[Some rows]
#####

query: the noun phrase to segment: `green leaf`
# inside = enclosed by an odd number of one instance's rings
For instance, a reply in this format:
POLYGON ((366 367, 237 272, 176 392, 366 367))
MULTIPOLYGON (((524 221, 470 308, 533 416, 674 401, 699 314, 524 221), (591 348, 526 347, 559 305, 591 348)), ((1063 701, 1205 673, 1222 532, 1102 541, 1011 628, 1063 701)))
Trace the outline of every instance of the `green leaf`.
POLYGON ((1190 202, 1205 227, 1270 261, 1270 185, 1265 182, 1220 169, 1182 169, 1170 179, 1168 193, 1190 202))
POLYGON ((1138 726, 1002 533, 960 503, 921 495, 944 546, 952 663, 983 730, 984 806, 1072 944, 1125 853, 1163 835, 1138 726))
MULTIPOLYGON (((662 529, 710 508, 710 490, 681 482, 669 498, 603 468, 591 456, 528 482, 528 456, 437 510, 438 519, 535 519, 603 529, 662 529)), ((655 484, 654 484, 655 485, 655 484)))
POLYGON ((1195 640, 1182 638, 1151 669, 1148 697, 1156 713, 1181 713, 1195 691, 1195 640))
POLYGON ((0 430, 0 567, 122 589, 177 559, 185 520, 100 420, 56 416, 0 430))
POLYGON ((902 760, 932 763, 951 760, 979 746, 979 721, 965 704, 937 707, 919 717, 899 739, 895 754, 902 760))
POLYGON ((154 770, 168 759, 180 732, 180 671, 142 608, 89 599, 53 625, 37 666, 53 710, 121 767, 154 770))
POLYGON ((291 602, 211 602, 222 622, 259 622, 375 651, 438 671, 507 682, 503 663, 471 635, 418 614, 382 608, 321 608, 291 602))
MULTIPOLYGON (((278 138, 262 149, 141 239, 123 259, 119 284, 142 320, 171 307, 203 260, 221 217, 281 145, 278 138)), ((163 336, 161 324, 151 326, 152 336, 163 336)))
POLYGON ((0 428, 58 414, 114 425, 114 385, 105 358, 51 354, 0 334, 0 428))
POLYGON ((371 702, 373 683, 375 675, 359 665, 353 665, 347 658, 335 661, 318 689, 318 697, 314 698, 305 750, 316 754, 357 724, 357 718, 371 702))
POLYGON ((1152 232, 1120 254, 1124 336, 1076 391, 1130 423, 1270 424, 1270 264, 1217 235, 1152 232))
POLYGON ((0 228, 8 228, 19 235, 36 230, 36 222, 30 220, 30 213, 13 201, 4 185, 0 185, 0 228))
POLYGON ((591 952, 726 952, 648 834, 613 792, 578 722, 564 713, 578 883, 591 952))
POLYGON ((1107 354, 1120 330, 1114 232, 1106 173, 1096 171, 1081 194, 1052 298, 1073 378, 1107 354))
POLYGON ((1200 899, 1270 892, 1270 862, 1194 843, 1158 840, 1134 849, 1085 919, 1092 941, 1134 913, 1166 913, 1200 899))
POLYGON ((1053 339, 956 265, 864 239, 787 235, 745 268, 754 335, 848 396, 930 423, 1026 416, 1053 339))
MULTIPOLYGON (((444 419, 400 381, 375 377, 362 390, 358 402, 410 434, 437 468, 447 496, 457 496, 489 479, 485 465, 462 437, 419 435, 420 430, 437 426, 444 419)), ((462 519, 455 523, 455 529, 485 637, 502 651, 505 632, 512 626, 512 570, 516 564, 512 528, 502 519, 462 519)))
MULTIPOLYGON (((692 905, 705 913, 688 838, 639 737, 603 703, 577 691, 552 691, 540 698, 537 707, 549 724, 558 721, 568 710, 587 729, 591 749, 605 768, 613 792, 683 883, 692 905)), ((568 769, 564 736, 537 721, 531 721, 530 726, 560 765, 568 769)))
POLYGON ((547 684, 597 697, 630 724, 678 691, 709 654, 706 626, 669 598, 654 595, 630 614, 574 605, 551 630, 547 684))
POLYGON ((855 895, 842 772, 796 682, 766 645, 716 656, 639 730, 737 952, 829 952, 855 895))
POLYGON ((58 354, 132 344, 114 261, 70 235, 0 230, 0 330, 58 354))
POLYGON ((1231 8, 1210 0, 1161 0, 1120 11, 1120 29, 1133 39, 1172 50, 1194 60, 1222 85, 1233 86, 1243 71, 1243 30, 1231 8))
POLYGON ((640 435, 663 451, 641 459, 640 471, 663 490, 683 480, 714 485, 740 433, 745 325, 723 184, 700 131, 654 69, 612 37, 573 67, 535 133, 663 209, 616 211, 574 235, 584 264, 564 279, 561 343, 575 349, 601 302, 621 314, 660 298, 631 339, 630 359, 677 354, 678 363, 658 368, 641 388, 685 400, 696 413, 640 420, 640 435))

#####

Retype each of the rows above with no changes, line by line.

query: the noun phrase to segment: `green leaf`
# inside = enclosed by an odd number of one instance's rings
For instance, a reply in this format:
POLYGON ((366 367, 237 272, 176 392, 366 367))
MULTIPOLYGON (((524 221, 470 308, 533 416, 674 401, 699 314, 524 221), (591 348, 526 347, 559 305, 591 348)), ((1063 701, 1205 673, 1222 532, 1102 541, 1011 628, 1063 701)))
Trace the outline of every instance of the `green leaf`.
POLYGON ((1190 202, 1205 227, 1270 261, 1270 185, 1265 182, 1220 169, 1182 169, 1170 179, 1168 193, 1190 202))
POLYGON ((1138 726, 1002 533, 960 503, 921 495, 944 546, 952 663, 983 730, 984 806, 1072 944, 1125 853, 1163 835, 1138 726))
MULTIPOLYGON (((662 529, 710 508, 710 490, 681 482, 669 498, 603 468, 591 456, 528 482, 528 456, 437 510, 438 519, 535 519, 603 529, 662 529)), ((655 484, 654 484, 655 485, 655 484)))
POLYGON ((1195 640, 1182 638, 1151 669, 1148 697, 1156 713, 1181 713, 1195 691, 1195 640))
POLYGON ((0 430, 0 567, 122 589, 177 559, 185 520, 100 420, 56 416, 0 430))
POLYGON ((902 760, 932 763, 951 760, 979 746, 979 721, 965 704, 937 707, 919 717, 899 739, 895 754, 902 760))
POLYGON ((154 770, 168 759, 180 732, 180 671, 142 608, 89 599, 53 625, 37 666, 53 710, 121 767, 154 770))
POLYGON ((291 602, 211 602, 222 622, 259 622, 375 651, 438 671, 507 682, 503 663, 471 635, 418 614, 382 608, 321 608, 291 602))
MULTIPOLYGON (((278 138, 262 149, 141 239, 123 259, 119 284, 142 320, 171 307, 203 260, 221 217, 281 145, 278 138)), ((163 336, 161 324, 151 326, 152 336, 163 336)))
POLYGON ((0 428, 58 414, 114 425, 114 385, 105 358, 51 354, 0 334, 0 428))
POLYGON ((371 702, 373 683, 375 675, 359 665, 353 665, 347 658, 335 661, 318 689, 318 697, 314 698, 305 750, 316 754, 357 724, 357 718, 371 702))
POLYGON ((1152 232, 1120 254, 1124 336, 1076 391, 1130 423, 1270 424, 1270 264, 1217 235, 1152 232))
POLYGON ((0 228, 8 228, 19 235, 36 230, 36 222, 30 220, 30 213, 13 201, 4 185, 0 185, 0 228))
POLYGON ((591 952, 726 952, 648 834, 613 792, 578 722, 564 713, 578 883, 591 952))
POLYGON ((1107 354, 1120 330, 1114 232, 1106 173, 1096 171, 1081 194, 1052 298, 1073 378, 1107 354))
POLYGON ((1200 899, 1270 892, 1270 862, 1194 843, 1158 840, 1134 849, 1085 919, 1092 941, 1134 913, 1166 913, 1200 899))
POLYGON ((1053 339, 956 265, 864 239, 787 235, 745 268, 754 335, 848 396, 930 423, 1026 416, 1053 339))
MULTIPOLYGON (((444 419, 400 381, 375 377, 362 390, 358 402, 410 434, 437 468, 447 496, 457 496, 489 479, 485 465, 462 437, 419 435, 420 430, 437 426, 444 419)), ((462 519, 455 523, 455 529, 485 637, 502 651, 505 632, 512 626, 512 570, 516 564, 512 528, 502 519, 462 519)))
MULTIPOLYGON (((692 905, 705 913, 688 838, 639 737, 603 703, 577 691, 552 691, 540 698, 537 707, 549 724, 558 721, 568 710, 587 729, 591 749, 605 768, 613 792, 683 883, 692 905)), ((568 769, 564 736, 537 721, 531 721, 530 726, 560 765, 568 769)))
POLYGON ((547 684, 597 697, 630 724, 678 691, 709 654, 706 626, 669 598, 654 595, 630 614, 574 605, 551 630, 547 684))
POLYGON ((855 895, 842 772, 796 682, 766 645, 716 656, 639 730, 737 952, 829 952, 855 895))
POLYGON ((58 354, 132 344, 114 261, 70 235, 0 230, 0 330, 58 354))
POLYGON ((1231 8, 1210 0, 1161 0, 1120 11, 1120 29, 1133 39, 1172 50, 1194 60, 1222 85, 1233 86, 1243 71, 1243 30, 1231 8))
POLYGON ((640 435, 663 451, 641 459, 640 471, 663 490, 683 480, 714 485, 740 433, 745 325, 723 184, 700 131, 654 69, 612 37, 573 67, 535 133, 663 209, 616 211, 574 235, 584 264, 564 279, 561 343, 575 349, 601 302, 621 314, 660 298, 631 339, 630 359, 677 354, 678 363, 658 368, 641 388, 685 400, 696 413, 640 420, 640 435))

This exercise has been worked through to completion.